Numerous geological and geophysical observations indicate that lithospheric shortening and crustal thickening in the eastern Tibetan Plateau are the result of continuous continental convergence since the Paleogene (e.g., [11, 109]). Numerous Eocene to early Oligocene NW–NE- to NNW–SSE-trending anticline–syncline pairs are present in the Gaoligong, Diancangshan, Xuelongshan, Lanping–Simao, and Chuxiong areas (Figure 1(c); [103, 110]). The NNW–SSE-trending Ludian–Zhonghejiang fold and thrust belt between Xuelong and Diancang Shan might also have formed at 50–39 Ma, as evidenced by the timing of deposition of the Baoxiangsi sedimentary sequence in the Jianchuan basin (e.g., [111]). These structural elements indicate that the eastern Tibetan Plateau underwent nearly E–W- or NE–SW-orientated compression between the Eocene and early Oligocene. Combining this with the 32–20Ma sinistral movement along the ASRR shear zone suggests that the 38–32 Ma potassic igneous rocks formed contemporaneously with the transition from compression to sinistral strike-slip movements and an associated relaxation of stress.

Referring expression pointing data:
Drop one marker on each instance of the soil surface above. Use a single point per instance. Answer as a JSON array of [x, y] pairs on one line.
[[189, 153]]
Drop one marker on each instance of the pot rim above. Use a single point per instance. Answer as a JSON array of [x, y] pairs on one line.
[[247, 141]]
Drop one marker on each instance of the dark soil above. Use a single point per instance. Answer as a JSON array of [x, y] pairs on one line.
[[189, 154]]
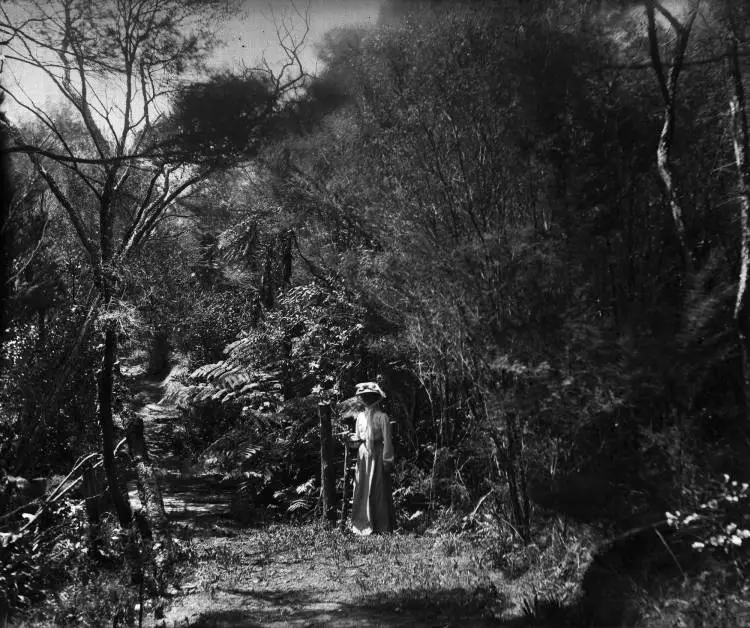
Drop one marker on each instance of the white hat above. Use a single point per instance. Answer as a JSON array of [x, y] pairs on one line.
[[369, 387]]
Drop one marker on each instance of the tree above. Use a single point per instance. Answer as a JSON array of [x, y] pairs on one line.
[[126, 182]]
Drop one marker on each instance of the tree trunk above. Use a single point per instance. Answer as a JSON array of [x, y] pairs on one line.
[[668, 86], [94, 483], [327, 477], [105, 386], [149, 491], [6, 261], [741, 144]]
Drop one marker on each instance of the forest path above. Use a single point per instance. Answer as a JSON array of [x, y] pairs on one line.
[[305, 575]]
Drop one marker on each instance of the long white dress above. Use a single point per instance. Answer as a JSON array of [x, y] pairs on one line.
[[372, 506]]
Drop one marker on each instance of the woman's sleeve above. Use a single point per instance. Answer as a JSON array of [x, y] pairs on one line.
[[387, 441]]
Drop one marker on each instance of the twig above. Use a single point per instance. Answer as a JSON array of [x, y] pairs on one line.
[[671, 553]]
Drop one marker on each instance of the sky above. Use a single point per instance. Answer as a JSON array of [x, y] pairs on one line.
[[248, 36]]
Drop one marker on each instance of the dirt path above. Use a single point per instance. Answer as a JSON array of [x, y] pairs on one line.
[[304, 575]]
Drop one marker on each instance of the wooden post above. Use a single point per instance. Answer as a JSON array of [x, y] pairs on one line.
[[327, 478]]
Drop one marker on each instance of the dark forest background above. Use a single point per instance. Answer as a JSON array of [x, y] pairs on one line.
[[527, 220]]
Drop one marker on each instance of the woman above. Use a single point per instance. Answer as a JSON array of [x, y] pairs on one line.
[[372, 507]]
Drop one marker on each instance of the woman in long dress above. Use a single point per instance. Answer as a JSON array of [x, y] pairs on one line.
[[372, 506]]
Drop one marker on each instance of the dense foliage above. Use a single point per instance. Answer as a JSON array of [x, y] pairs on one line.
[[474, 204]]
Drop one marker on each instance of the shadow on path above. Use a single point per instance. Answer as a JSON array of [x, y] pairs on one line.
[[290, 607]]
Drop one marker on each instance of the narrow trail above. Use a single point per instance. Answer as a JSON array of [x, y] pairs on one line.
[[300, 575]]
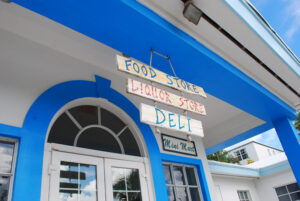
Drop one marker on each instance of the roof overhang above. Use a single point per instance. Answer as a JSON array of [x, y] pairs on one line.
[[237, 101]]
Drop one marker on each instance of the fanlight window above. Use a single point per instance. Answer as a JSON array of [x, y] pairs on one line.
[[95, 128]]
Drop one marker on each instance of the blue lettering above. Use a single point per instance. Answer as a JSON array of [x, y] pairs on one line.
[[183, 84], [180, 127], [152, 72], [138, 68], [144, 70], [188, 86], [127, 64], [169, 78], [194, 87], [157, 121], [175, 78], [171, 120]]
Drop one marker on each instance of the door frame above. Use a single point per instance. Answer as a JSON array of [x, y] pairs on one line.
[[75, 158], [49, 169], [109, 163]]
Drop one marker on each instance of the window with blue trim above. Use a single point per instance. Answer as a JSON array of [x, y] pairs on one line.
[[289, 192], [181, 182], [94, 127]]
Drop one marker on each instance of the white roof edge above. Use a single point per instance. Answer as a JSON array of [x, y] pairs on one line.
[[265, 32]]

TASKS FOR THIS EXERCISE:
• A. In the passage on eastern Tibetan Plateau tectonics, what evidence supports the 50–39 Ma formation of the Ludian–Zhonghejiang fold and thrust belt?
• B. Name every area where the passage on eastern Tibetan Plateau tectonics reports Eocene to early Oligocene anticline–syncline pairs.
• C. Using the passage on eastern Tibetan Plateau tectonics, explain why the eastern Tibetan Plateau is said to have undergone nearly E–W- or NE–SW-oriented compression between the Eocene and early Oligocene.

EXERCISE ANSWERS:
• A. The timing of deposition of the Baoxiangsi sedimentary sequence in the Jianchuan basin.

• B. Gaoligong, Diancangshan, Xuelongshan, Lanping–Simao, and Chuxiong.

• C. The conclusion rests on structural elements of that age. These include the NW–NE- to NNW–SSE-trending anticline–syncline pairs in several areas. They also include the NNW–SSE-trending Ludian–Zhonghejiang fold and thrust belt between Xuelong and Diancang Shan.